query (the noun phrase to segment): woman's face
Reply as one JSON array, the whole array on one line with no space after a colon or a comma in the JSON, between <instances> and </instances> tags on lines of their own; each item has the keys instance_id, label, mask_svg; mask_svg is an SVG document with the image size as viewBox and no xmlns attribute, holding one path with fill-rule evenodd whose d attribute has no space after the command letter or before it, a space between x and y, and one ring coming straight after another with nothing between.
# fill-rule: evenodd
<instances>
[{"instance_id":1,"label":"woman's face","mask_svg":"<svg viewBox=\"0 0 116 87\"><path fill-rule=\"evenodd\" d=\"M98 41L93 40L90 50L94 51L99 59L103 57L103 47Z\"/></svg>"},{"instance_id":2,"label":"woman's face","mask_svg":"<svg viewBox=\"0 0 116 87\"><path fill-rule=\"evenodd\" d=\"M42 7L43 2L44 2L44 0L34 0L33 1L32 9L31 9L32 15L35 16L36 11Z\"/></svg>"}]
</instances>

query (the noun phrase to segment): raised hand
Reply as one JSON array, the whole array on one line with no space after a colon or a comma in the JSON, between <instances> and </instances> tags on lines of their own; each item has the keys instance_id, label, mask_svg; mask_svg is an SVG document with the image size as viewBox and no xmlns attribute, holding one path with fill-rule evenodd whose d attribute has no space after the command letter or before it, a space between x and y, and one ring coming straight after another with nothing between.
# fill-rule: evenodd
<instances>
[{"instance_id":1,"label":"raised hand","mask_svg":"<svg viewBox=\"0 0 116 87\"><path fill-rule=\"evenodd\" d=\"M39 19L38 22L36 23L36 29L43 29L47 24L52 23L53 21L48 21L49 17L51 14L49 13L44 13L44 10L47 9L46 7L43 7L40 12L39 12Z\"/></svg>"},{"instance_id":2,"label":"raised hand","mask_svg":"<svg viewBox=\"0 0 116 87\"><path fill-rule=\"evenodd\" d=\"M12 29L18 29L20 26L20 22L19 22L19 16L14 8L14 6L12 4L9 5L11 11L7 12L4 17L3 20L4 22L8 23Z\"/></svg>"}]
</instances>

§ **Task description**: Your answer should consist of the lines of the listing that contain "noun", copied as they stand.

§ **Answer to the problem**:
query (the noun phrase to segment): woman's face
query (the noun phrase to segment): raised hand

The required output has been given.